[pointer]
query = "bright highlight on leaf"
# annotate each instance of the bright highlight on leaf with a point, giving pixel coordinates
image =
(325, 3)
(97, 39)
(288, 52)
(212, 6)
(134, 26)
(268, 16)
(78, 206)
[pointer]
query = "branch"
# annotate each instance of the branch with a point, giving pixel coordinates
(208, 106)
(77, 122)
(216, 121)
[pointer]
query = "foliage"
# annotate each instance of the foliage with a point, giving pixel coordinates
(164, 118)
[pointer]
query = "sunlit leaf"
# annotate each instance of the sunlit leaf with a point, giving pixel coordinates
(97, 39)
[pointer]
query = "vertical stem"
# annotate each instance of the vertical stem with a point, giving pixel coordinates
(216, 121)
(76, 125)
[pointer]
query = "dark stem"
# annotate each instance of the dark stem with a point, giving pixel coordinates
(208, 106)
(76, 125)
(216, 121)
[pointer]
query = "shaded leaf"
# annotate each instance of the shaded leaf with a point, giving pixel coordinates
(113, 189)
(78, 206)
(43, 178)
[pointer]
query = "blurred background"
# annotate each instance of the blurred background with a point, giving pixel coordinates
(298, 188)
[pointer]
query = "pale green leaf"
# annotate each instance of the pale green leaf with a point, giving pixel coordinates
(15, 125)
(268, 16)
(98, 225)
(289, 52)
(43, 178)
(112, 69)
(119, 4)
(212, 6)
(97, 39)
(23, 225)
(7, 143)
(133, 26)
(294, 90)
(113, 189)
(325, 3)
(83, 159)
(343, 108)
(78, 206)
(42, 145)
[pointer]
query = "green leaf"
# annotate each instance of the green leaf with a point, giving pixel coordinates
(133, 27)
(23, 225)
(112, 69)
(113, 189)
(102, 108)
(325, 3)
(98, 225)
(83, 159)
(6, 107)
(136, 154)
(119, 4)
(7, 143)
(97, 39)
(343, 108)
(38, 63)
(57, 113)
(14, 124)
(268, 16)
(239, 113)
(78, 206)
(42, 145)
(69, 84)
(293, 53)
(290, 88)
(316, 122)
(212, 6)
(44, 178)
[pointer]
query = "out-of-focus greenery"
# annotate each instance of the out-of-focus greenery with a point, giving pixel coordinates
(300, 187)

□ □ □ □ □

● **Instructions to follow**:
Return all of the data word for word.

● **Reply to the task**:
[pointer]
query = "bright highlight on leaf"
# annotate each instance of the bright highlight on leaf with a point, giving pixel coordinates
image =
(325, 3)
(97, 39)
(288, 52)
(212, 6)
(134, 26)
(268, 16)
(78, 206)
[pointer]
query = "branch"
# annotate each instance of the branch with a point, giving pixel coordinates
(208, 106)
(77, 122)
(216, 121)
[pointer]
query = "foliage"
# annotate each instance of the foliage with a point, giving pixel coordinates
(164, 118)
[pointer]
query = "sunlit leaf"
# annotate each instance of the sunlit leaf with a point, giving pixel coordinates
(97, 39)
[pointer]
query = "vertical stem"
# annotate each instance of the vertical stem with a point, giving pixel coordinates
(216, 121)
(76, 125)
[pointer]
query = "dark stem"
# annotate each instance of the dark stem with a point, giving pixel coordinates
(208, 106)
(76, 125)
(216, 121)
[pointer]
query = "shaded leaf"
# annotate each instance of the shaded leaf with a point, giving pixel coordinates
(113, 189)
(78, 206)
(43, 178)
[pointer]
query = "blurred background"
# annotate each instance of the blurred background with a point, giving pixel coordinates
(298, 188)
[pointer]
query = "pale green leaf"
# annotate each instance of the pale green leaf with a point, giving pixel coordinates
(15, 125)
(268, 16)
(98, 225)
(289, 52)
(43, 178)
(112, 69)
(119, 4)
(212, 6)
(97, 39)
(23, 225)
(7, 143)
(133, 26)
(294, 90)
(113, 189)
(325, 3)
(83, 159)
(343, 108)
(78, 206)
(42, 145)
[pointer]
query = "green leaf"
# annotate each instance of the green leaf with a point, giving pixel coordinates
(133, 27)
(23, 225)
(112, 69)
(113, 189)
(102, 108)
(325, 3)
(98, 225)
(83, 159)
(6, 107)
(136, 154)
(119, 4)
(7, 143)
(97, 39)
(343, 108)
(38, 63)
(57, 113)
(14, 124)
(268, 16)
(239, 113)
(78, 206)
(42, 145)
(69, 84)
(293, 53)
(290, 88)
(316, 122)
(212, 6)
(44, 178)
[pointer]
query = "out-of-focus greenery"
# annotate each instance of the out-of-focus greenery with a point, giving pixel coordinates
(300, 187)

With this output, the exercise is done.